On January 3, 22-years-old Estref Halili hanged himself in the prison of Rrogozhina. He was sent to the hospital, but died fifteen minutes after arrival.
Estref Halili had been arrested on December 22, 2016, in Kolonja, after a joint and a knife had been found in his car. He was still waiting for his case to be heard in court when he hanged himself in prison bathroom.
Previously, Halili had been convicted with five years imprisonment for the same crime. The police had caught him and two other with three grams of cannabis. He was released in February 2016.
The father of Estref Halili, Ardian Halili, declared that the police should arrest the big traffickers and not youths smoking a joint. His mother said that “they took him from me alive, why don’t they bring him back alive? My son didn’t do anything wrong, I hardly raised him, we hardly could afford to buy flour.”
While the European media are writing every day about the drug trade from Albania, calling our country the “Colombia of Europe,” Minister of Interior Affairs Saimir Tahiri and the State Police pat themselves on the back for their fight against crime and drugs, as if they’re arresting traffickers every day.
But it seems that what they call “traffickers” are in fact poor youngsters such as Estref – caught with three grams of weed for personal use. So far, none of the big cannabis cultivators or traffickers have been caught, and the likes of Klement Balili, the so-called “Escobar of Balkans,” continue to enjoy their freedom.

_Listed records_:
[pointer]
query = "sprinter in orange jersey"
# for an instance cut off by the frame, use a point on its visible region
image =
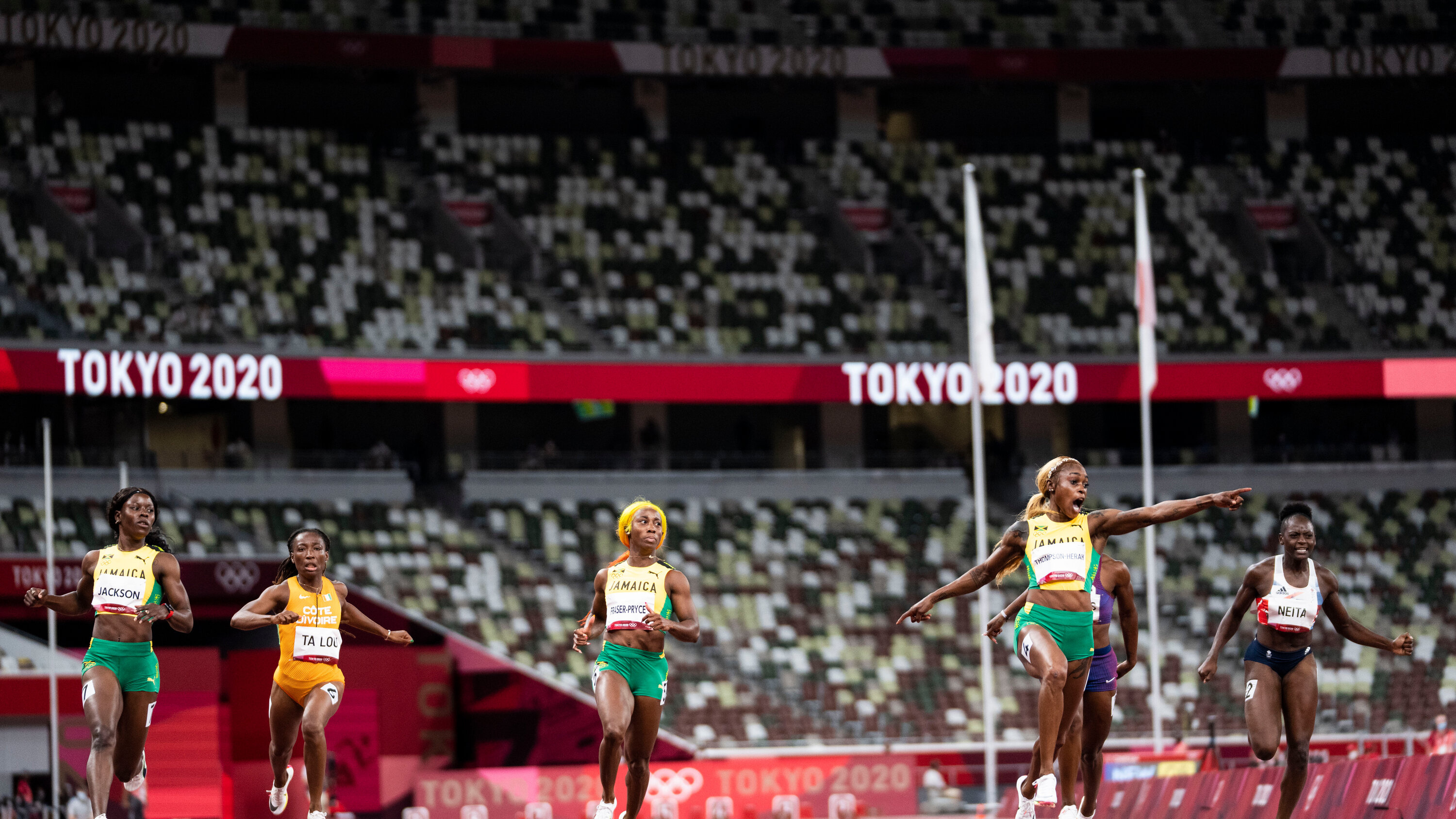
(308, 608)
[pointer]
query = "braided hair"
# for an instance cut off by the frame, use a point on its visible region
(287, 569)
(118, 502)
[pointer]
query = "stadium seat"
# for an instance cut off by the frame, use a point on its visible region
(1382, 203)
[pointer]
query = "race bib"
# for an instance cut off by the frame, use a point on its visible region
(1059, 562)
(314, 645)
(116, 594)
(627, 610)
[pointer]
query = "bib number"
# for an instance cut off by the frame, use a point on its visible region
(1055, 563)
(116, 594)
(627, 610)
(314, 645)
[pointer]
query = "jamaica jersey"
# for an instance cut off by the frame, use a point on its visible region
(634, 591)
(124, 581)
(1059, 556)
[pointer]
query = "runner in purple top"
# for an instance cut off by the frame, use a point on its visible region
(1094, 720)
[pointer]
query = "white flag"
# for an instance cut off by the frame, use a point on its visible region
(977, 286)
(1146, 293)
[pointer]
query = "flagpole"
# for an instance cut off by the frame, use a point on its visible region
(1148, 378)
(50, 618)
(977, 306)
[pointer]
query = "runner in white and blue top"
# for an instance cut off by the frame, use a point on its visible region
(1279, 667)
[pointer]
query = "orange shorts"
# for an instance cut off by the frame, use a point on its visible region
(303, 678)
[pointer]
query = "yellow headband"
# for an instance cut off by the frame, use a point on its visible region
(1056, 466)
(625, 519)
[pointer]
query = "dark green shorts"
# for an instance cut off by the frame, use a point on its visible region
(644, 671)
(134, 664)
(1071, 630)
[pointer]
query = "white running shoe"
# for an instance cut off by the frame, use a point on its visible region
(1026, 808)
(134, 783)
(279, 798)
(1046, 790)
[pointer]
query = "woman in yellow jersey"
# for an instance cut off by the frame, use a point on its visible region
(130, 585)
(308, 608)
(1059, 546)
(637, 598)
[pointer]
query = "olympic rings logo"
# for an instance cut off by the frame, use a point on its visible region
(235, 576)
(1282, 379)
(675, 785)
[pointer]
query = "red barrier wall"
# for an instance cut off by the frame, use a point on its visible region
(884, 785)
(1398, 787)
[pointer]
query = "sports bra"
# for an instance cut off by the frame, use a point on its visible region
(634, 591)
(1059, 556)
(124, 581)
(1288, 608)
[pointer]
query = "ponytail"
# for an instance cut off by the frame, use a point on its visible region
(118, 502)
(1040, 503)
(287, 569)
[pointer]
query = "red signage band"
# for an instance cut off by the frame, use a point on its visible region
(249, 376)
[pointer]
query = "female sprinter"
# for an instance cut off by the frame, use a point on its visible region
(1279, 671)
(308, 608)
(635, 601)
(1058, 543)
(132, 585)
(1094, 720)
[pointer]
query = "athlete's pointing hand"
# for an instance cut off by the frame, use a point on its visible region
(919, 613)
(1232, 499)
(1208, 669)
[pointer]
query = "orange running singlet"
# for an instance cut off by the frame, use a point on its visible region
(309, 649)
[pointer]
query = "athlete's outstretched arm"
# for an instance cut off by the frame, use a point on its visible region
(260, 613)
(1229, 626)
(1008, 552)
(1126, 614)
(1353, 630)
(169, 575)
(1114, 522)
(686, 626)
(596, 620)
(70, 604)
(360, 620)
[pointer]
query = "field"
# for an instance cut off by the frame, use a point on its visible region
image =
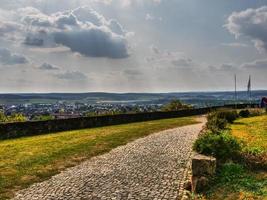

_Exercise aim_: From the article about Estref Halili's death, copy out word for word the stretch from "But it seems" through "enjoy their freedom.".

_Task output_:
But it seems that what they call “traffickers” are in fact poor youngsters such as Estref – caught with three grams of weed for personal use. So far, none of the big cannabis cultivators or traffickers have been caught, and the likes of Klement Balili, the so-called “Escobar of Balkans,” continue to enjoy their freedom.